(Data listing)
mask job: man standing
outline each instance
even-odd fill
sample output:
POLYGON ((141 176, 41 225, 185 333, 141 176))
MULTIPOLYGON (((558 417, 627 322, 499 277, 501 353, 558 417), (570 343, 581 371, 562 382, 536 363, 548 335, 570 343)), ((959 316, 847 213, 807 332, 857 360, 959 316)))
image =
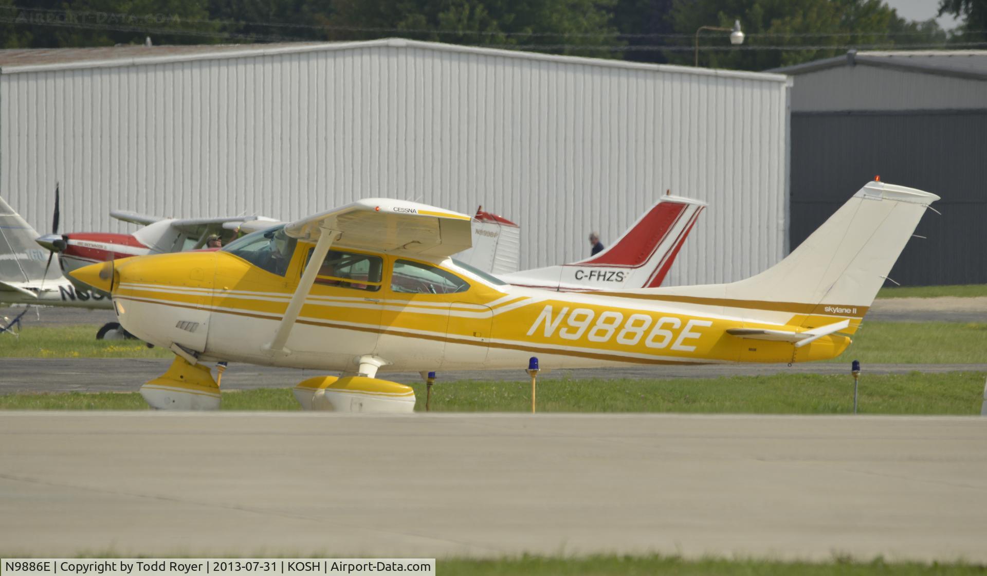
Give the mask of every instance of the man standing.
POLYGON ((596 254, 603 250, 603 244, 600 243, 600 235, 596 232, 589 233, 589 245, 592 249, 589 251, 590 256, 596 256, 596 254))

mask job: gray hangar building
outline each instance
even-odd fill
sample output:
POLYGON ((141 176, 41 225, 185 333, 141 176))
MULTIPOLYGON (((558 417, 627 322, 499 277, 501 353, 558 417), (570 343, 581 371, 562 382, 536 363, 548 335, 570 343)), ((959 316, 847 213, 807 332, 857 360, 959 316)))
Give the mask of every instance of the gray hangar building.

* _Exercise brief_
Return every line of the entries above without any change, leaving out the pictures.

* _Exercise result_
mask job: man standing
outline each instance
even-odd fill
sample output:
POLYGON ((141 176, 41 225, 185 333, 141 176))
MULTIPOLYGON (((558 417, 627 322, 499 277, 501 353, 558 417), (570 343, 581 371, 562 382, 536 363, 548 335, 570 343)), ((959 316, 847 213, 807 332, 857 360, 959 316)))
image =
Give the mask of every instance of the man standing.
POLYGON ((596 254, 603 250, 603 244, 600 243, 600 235, 596 232, 589 233, 589 245, 592 249, 589 251, 590 256, 596 256, 596 254))

mask job: gray hangar building
outline each instance
even-odd fill
sample output:
POLYGON ((141 176, 41 225, 185 333, 141 176))
MULTIPOLYGON (((558 417, 627 322, 499 277, 501 353, 558 417), (570 343, 581 371, 562 382, 536 363, 548 335, 570 343)), ((959 316, 847 213, 807 332, 857 360, 959 316)))
Give the mask of every instance of the gray hangar building.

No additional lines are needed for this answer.